(Dataset entries)
^^^^^^^^^^^^^^^^

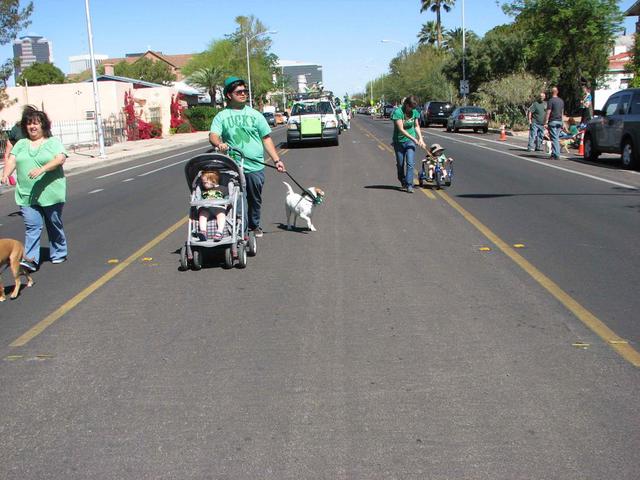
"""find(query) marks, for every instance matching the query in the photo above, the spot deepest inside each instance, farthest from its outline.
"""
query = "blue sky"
(341, 35)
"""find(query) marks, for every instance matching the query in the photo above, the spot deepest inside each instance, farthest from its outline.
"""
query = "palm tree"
(437, 6)
(428, 34)
(208, 78)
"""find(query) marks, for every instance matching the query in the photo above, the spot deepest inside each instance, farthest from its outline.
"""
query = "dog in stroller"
(233, 237)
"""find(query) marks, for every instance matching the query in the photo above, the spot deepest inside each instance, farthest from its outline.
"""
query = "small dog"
(11, 252)
(301, 206)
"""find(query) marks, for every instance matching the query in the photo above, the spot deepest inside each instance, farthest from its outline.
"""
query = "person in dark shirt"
(554, 122)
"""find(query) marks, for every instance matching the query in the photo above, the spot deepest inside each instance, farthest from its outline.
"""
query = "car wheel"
(590, 152)
(628, 155)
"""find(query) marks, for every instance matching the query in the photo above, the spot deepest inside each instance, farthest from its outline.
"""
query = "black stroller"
(236, 240)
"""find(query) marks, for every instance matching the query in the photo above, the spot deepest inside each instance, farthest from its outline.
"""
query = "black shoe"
(28, 264)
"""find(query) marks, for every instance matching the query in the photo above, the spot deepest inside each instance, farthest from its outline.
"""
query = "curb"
(97, 162)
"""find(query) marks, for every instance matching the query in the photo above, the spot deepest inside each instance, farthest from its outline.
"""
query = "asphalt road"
(396, 342)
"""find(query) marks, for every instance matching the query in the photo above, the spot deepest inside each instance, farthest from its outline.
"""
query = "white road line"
(538, 162)
(162, 168)
(149, 163)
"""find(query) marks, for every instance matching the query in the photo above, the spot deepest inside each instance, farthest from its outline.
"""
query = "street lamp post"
(247, 39)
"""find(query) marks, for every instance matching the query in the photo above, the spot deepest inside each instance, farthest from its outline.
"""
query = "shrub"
(201, 117)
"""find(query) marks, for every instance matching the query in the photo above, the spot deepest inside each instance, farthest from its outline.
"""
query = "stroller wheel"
(196, 263)
(252, 245)
(242, 256)
(228, 258)
(184, 261)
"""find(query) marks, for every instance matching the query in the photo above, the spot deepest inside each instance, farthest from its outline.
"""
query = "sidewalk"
(85, 159)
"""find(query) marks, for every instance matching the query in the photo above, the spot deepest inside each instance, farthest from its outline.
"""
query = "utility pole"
(96, 96)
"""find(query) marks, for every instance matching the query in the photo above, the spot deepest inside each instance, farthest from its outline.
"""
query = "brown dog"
(11, 252)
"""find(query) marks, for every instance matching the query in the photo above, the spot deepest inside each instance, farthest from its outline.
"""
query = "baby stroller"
(236, 241)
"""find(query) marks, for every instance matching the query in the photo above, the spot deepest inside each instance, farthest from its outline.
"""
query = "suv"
(435, 112)
(313, 120)
(616, 129)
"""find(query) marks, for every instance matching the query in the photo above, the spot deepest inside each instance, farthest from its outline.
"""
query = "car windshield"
(311, 108)
(472, 110)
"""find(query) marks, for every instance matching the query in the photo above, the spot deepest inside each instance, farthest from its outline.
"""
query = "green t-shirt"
(243, 129)
(50, 187)
(409, 124)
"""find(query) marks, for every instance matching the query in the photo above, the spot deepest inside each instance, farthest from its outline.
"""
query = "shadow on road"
(383, 187)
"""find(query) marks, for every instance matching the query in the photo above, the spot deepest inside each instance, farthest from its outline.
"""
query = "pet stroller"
(236, 240)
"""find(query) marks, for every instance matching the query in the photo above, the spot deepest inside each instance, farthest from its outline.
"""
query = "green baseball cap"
(230, 81)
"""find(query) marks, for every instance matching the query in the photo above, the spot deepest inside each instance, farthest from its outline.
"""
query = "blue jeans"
(34, 217)
(536, 134)
(255, 182)
(405, 160)
(555, 128)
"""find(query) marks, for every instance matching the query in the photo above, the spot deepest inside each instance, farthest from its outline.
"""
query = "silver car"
(476, 118)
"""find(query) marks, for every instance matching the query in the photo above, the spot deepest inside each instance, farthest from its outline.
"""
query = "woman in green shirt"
(41, 186)
(406, 136)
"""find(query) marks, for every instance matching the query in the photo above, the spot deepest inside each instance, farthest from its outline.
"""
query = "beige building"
(71, 105)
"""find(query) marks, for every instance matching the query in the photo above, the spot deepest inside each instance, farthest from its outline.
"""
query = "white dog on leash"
(301, 205)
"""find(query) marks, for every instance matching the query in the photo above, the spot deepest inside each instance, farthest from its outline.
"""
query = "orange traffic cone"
(581, 147)
(503, 133)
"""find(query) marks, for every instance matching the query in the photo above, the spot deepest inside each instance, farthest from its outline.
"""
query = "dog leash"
(314, 198)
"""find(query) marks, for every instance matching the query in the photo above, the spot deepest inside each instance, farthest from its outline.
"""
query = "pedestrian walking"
(537, 115)
(586, 103)
(243, 128)
(41, 187)
(554, 121)
(406, 136)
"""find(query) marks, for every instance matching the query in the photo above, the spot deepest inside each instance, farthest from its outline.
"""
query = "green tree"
(209, 79)
(428, 35)
(41, 74)
(567, 40)
(208, 69)
(13, 19)
(509, 97)
(437, 6)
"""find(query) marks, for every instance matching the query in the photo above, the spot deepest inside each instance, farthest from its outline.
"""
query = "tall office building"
(31, 49)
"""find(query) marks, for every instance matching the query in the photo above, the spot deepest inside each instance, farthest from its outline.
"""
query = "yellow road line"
(70, 304)
(585, 316)
(75, 301)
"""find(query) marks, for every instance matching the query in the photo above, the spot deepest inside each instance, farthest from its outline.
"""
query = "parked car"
(476, 118)
(271, 118)
(616, 128)
(435, 112)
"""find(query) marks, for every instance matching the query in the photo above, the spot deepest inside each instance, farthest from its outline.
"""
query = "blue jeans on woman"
(405, 161)
(35, 217)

^^^^^^^^^^^^^^^^

→ ACTION ITEM
Could you give all of the data again exactly as written, omitting any pictures?

→ ANSWER FOR THE TASK
"""find(query) marks, for every instance matching the query in the photo above, the spot deepest inside each instance, farthest from its outline.
"""
query = "blue sky"
(341, 35)
"""find(query) marks, for every instance matching the query in the photo above, the spot deepest inside each instance, farthest from its outline.
"""
query = "palm tree"
(437, 6)
(428, 34)
(208, 78)
"""find(query) marks, for every instance matching the query in the photo above, the spot deepest inside each instance, farthest from its outline.
"""
query = "dog in stroller"
(233, 237)
"""find(query) marks, for every instance matching the query in the photo above, the spot deepest inside each instance, farthest from its outline.
"""
query = "small dog"
(11, 252)
(301, 206)
"""find(query) marks, for every instance matching the query in the photo above, the spot deepest inside each instance, farthest from its outline.
"""
query = "person in dark shirt"
(554, 122)
"""find(query) marks, for every instance matching the query in the photo above, the spot deepest inside each instance, farthest from its outline.
"""
query = "car wheel"
(590, 152)
(628, 155)
"""find(query) marks, for every instance matching the query in the photo above, the spot deepest inside each instance, farthest from its outline.
"""
query = "black stroller"
(236, 240)
"""find(query) marks, for every instance matching the query in the photo above, the spot deepest inside each instance, farthest from its outline.
"""
query = "black shoe"
(28, 264)
"""find(query) marks, for every instance matching the query in the photo above, the spot deepest inside each instance, farthest from its outline.
"""
query = "curb"
(97, 162)
"""find(query) marks, for every instance matching the query in the photo above, the spot deepest inside each instance, farthest from its outline.
"""
query = "asphalt road"
(396, 342)
"""find(query) marks, for every instance matching the query in the photo above, the spot deepest inside each instance, farthest from its outline.
"""
query = "white road line"
(538, 162)
(162, 168)
(149, 163)
"""find(query) marks, for every instance matching the query in the photo above, the spot deepest inside each instance, farthest from its outline.
"""
query = "street lamp post"
(247, 39)
"""find(query) marks, for every instance matching the query in the photo above, the spot deepest inside each instance, farthest from its outline.
"""
query = "shrub"
(201, 117)
"""find(query) marks, for every instance matching the query in the photo above, the spot deepest inside each instance, farthest from its outline.
"""
query = "stroller wheel"
(196, 263)
(252, 245)
(242, 256)
(228, 258)
(184, 261)
"""find(query) marks, for every instance matching the query in the photo above, the spot deepest inside each instance, farthest from its outline.
"""
query = "sidewalk"
(85, 159)
"""find(query) marks, for every instance matching the query in the photo above, the spot deepest inside each instance, farthest from its outline.
"""
query = "utility pole"
(96, 96)
"""find(query) marks, for every instance matching the query in the photo above, the spot deepest inside each instance, farthest from its outline.
"""
query = "brown dog"
(11, 252)
"""find(query) marks, for every instance matching the query in the photo above, the spot deepest inside each instance, farthest from its outline.
"""
query = "baby stroller"
(236, 241)
"""find(query) marks, for every instance matching the query in the photo above, the spot deepest inside each instance, farthest from its outline.
"""
query = "suv"
(435, 112)
(313, 120)
(616, 129)
"""find(query) marks, for every instance matching the query in the photo above, the spot deepest inside each instance, farthest from its outline.
"""
query = "car windshield"
(311, 108)
(472, 110)
"""find(query) marks, for every instance matching the query in the photo above, the spot deepest inside each instance, farthest from its outline.
"""
query = "green t-shirt"
(243, 129)
(50, 187)
(409, 124)
"""find(query) marks, for every instance matching the query in the photo above, the spot deepest inside each instance, farthest from its outline.
"""
query = "shadow on road"
(383, 187)
"""find(query) marks, for every instance matching the query in the photo above, the spot deepest inside each instance, farthest from its outline.
"""
query = "pet stroller"
(236, 240)
"""find(query) marks, for every instance matching the query in the photo above, the spot deepest inside each instance, farthest from its outline.
"""
query = "green baseball cap"
(230, 81)
"""find(query) marks, for every instance matching the query in the photo above, the spot deepest inside each instance, farthest from its outline.
"""
query = "blue jeans"
(34, 217)
(536, 134)
(255, 182)
(405, 160)
(555, 128)
"""find(query) marks, for every instance matching the query in the photo above, the spot deepest inside each instance, farthest from its outline.
"""
query = "silver car"
(476, 118)
"""find(query) marks, for every instance matching the query in the photo above, the spot deepest inside each instance, farthest from its outline.
"""
query = "woman in green shirt"
(41, 186)
(406, 136)
"""find(query) marks, for every instance matching the query in the photo above, the spot deepest inside each instance, farthest from its outline.
"""
query = "beige building"
(71, 105)
"""find(query) marks, for every instance matching the query in the photo above, the spot deepest inside each instance, farthest from its outline.
"""
query = "white dog on leash"
(301, 205)
"""find(query) marks, for every instance matching the query in the photo above, the spot deepest inside each instance, farthest from its outline.
"""
query = "orange traffic cone"
(581, 147)
(503, 133)
"""find(query) marks, for every instance matching the query in the photo above, the spot deepest inside each instance, farthest from its outline.
"""
query = "dog leash"
(314, 198)
"""find(query) marks, for every instance matching the query in the photo above, the spot deepest inside each instance, farthest from its outline.
"""
query = "pedestrian walking"
(537, 115)
(586, 103)
(243, 128)
(41, 187)
(554, 121)
(406, 136)
"""find(query) marks, for every instance matching the query in the photo above, the spot deepest inside each instance, farthest from its outline.
"""
query = "green tree"
(209, 79)
(428, 35)
(41, 74)
(567, 40)
(208, 69)
(13, 19)
(509, 97)
(437, 6)
"""find(query) marks, for every instance matching the query in the photo above, the spot deepest inside each instance, farthest from its outline.
"""
query = "tall office building"
(31, 49)
"""find(query) marks, for every instance matching the query in the photo above, the spot deepest inside each instance, farthest from its outline.
"""
query = "yellow road line"
(70, 304)
(585, 316)
(75, 301)
"""find(query) marks, for every instance matching the query in the photo above, the spot deepest inside each instance, farthest from its outline.
"""
query = "parked car"
(476, 118)
(271, 118)
(616, 128)
(435, 112)
"""find(query) marks, for every instance matching the query in the photo above, the spot deepest inside each instance, farthest from its outline.
"""
query = "blue jeans on woman"
(405, 161)
(35, 217)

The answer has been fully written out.